THE TASK: Rewrite the listing with every "concrete wall" changed to "brick wall" and nothing else altered.

========================================================================

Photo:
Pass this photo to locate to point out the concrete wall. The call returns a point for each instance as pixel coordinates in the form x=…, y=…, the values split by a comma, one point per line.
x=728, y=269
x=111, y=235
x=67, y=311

========================================================================

RESPONSE TO THIS TASK:
Photo:
Pass this photo to locate to point out the brick wall. The call returns a point for each instance as pixel coordinates in the form x=…, y=…, the values split by a comma, one point per line.
x=728, y=269
x=111, y=235
x=67, y=311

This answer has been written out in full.